### Textauszug
##########
Aerger in Melbourne

Die vierte Fahrt der „Fürth“ vom 23. Januar 1909 bis 18. Juni 1909 (DADG, Linie 3)

Diesmal war die „Fürth“ von der Reederei von Beginn an für diese Australienfahrt auf der Linie 3 vorgesehen, das heißt die angelaufenen australischen Häfen in Australien waren Melbourne, Sydney und Townsville. Zusätzlich war bei der „Fürth“ vermerkt: „läuft NEWCASTLE N. S. W. an“. (N. S. W. steht für New South Wales, zur Unterscheidung von Newcastle-on-Tyne im Norden Englands, wo wir die „Fürth“ überraschenderweise im Sommer 1913 auch noch antreffen werden).

German-Australian Steam Ship Co. advertisement

Anzeige der Deutsch-Australischen Dampfschiffs-Gesellschaft vom 1. Januar 1909 in der Zeitung „Hamburgischer Korrespondent und neue hamburgische Börsen-Halle“, S. 29

Auch in Australien war man über die Abfahrtszeiten der Schiffe der DADG stets gut informiert und die Zeitungen hielten die Leser über den Aufenthalt der Schiffe auf ihrem Weg nach „Down Under“ regelmäßig auf dem Laufenden. Das zeigen die zwei folgenden Meldungen des Sydney Morning Herald.

FURTH LEAVES HAMBURG.
According to a cablegram received yesterday by the German-Australian S.S. Company the steamer Furth was despatched from Hamburg on Saturday last for Melbourne, Sydney, and Townsville.
The Sydney Morning Herald, Do 28. Jan 1909

FURTH LEAVES ALGOA BAY.
A cablegram was received yesterday stating that theGerman-Australian liner Furth, which left Hamburg on January 22, bound for Melbourne, Sydney, Townsville, and Java ports, departed from Algoa Bay on Wednesday last.
##########
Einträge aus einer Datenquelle
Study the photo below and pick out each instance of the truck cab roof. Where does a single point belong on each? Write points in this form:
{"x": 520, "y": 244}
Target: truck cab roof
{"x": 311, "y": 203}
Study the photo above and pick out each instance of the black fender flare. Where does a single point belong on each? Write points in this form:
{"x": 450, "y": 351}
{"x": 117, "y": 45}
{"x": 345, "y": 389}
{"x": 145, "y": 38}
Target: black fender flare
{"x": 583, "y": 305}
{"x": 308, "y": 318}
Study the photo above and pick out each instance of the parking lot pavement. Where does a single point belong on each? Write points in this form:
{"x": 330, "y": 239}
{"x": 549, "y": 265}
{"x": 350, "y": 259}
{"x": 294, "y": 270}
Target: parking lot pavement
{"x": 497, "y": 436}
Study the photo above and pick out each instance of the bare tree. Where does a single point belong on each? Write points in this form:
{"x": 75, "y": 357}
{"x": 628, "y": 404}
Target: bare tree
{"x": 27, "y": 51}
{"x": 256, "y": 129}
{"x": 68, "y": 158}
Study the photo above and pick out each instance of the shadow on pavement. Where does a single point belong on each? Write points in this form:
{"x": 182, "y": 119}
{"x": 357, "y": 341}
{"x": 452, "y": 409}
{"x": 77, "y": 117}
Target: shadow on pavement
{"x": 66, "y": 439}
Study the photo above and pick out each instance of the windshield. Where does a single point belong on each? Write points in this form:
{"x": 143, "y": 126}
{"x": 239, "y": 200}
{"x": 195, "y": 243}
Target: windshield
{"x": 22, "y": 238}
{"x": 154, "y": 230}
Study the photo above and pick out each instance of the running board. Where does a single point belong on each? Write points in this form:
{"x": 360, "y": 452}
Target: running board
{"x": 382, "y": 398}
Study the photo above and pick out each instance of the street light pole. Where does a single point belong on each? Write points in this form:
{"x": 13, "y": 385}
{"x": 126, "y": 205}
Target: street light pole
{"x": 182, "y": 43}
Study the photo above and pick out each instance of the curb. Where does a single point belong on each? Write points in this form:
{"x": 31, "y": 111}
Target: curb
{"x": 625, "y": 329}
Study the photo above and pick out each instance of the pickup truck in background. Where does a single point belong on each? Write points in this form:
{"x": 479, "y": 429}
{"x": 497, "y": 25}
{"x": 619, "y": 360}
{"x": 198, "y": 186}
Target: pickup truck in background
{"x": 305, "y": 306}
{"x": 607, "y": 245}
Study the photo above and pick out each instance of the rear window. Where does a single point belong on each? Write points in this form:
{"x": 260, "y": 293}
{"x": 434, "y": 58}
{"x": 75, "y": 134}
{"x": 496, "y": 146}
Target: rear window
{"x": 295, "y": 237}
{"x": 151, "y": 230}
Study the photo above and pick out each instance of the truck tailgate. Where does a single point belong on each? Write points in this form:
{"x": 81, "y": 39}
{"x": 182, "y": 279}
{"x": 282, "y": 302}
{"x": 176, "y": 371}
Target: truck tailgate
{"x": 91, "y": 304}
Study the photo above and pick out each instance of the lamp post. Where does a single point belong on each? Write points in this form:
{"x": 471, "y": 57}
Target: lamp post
##########
### Aufgabenstellung
Wofür steht laut dem Textauszug die Abkürzung „N. S. W.“? Antworte bitte in einem Satz. Die Daten spielen für diese Aufgabe keine Rolle.

### Deine Lösung
Die Abkürzung „N. S. W.“ steht für New South Wales.